* **Text provided**
BEGIN

This key issue requires innovation in task and item design in two interconnected ways. First, assessment tasks must mirror the kinds of authentic situations that require 21st Century competencies – not only to stimulate the processes and behaviours from which to generate indicators of the construct (Care, Anderson and Kim, 2016[12]) but also to ensure that claims about student abilities actually reflect performance in real-life contexts (Care et al., 2018[18]; Lai and Viering, 2012[14]; Ercikan and Oliveri, 2016[21]). The literature generally agrees that 21st Century competencies empower individuals to address new and complex problems and adapt to unpredictable situations, meaning authentic tasks are best situated within the context of open-ended, ill-structured problems (see also Chapter 2 of this report). What’s more, some types of 21st Century competencies require situations that involve others with whom to interact (e.g. collaboration, communication) or that trigger some kind of personal state, emotion or level of investment (e.g. persistence, conflict resolution, self-regulated learning). These types of authentic problem situations are clearly more difficult to generate within the constraints of a controlled test environment and in a way that engages all students to the same extent (i.e. that elicits evidence from all students).

Second, and closely related, test items need to be open-ended and interactive so that they can make visible test takers’ behaviours and thinking processes. For many 21st Century competencies, this means providing students with tools for doing and making and a test environment that enables them to engage in the entire process of idea conception to implementation by providing them with choices and opportunities to explore and iterate upon their ideas. These kinds of affordances cannot be sufficiently provided by the static, closed-response item types typically used in large-scale assessment. While technology provides new opportunities to address these needs (see Chapters 5 and 7 of this report), designing and validating technology-enhanced items also demands more time and financial resources.

END

* **Supplied entries**
BEGIN

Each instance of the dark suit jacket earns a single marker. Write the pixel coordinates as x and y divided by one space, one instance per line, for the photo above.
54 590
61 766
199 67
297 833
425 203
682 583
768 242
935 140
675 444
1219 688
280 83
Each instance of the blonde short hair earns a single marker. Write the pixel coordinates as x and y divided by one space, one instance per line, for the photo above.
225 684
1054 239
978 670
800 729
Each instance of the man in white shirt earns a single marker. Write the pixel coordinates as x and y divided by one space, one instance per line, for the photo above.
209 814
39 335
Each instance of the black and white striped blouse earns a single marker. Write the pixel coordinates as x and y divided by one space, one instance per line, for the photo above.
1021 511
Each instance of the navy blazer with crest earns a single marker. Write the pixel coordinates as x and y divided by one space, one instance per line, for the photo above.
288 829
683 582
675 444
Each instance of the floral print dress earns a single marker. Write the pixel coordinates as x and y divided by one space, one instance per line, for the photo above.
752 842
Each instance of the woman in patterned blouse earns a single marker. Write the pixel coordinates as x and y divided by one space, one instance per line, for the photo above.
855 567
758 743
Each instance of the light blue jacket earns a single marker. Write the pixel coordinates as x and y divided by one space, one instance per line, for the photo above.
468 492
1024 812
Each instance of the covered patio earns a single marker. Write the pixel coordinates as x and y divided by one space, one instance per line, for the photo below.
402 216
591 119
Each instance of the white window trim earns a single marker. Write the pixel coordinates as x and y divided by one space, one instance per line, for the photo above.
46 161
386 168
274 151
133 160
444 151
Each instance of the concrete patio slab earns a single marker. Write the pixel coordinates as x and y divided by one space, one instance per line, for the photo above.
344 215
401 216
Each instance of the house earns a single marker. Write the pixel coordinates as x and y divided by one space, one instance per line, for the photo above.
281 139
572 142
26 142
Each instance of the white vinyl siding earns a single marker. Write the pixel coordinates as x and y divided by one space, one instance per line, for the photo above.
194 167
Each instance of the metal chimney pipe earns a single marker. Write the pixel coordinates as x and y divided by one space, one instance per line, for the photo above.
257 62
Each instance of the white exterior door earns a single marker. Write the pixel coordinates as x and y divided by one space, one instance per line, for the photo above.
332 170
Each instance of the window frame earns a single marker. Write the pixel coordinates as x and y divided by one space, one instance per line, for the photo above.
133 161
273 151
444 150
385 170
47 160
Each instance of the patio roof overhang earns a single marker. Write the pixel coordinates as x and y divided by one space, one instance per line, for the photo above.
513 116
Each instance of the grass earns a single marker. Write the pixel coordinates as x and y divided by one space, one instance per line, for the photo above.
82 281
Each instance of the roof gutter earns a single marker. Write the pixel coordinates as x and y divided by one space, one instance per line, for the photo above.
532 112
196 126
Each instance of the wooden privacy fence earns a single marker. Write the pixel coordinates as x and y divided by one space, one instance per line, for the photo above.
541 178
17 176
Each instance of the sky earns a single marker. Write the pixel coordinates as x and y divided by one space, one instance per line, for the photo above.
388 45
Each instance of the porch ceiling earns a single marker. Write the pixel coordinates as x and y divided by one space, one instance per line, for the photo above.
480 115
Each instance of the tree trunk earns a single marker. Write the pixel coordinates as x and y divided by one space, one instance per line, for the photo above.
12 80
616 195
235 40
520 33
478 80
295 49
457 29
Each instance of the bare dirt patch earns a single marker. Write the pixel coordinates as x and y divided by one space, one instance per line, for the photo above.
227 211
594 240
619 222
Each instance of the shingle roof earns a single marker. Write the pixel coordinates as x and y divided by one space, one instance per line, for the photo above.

END

* **The task**
Print, word for word, the part of the text on assessing 21st Century competencies that opens with the words containing "Second, and closely" and closes with "and financial resources.". The lines are separate material and have no connection to the text.

* **Exercise response**
Second, and closely related, test items need to be open-ended and interactive so that they can make visible test takers’ behaviours and thinking processes. For many 21st Century competencies, this means providing students with tools for doing and making and a test environment that enables them to engage in the entire process of idea conception to implementation by providing them with choices and opportunities to explore and iterate upon their ideas. These kinds of affordances cannot be sufficiently provided by the static, closed-response item types typically used in large-scale assessment. While technology provides new opportunities to address these needs (see Chapters 5 and 7 of this report), designing and validating technology-enhanced items also demands more time and financial resources.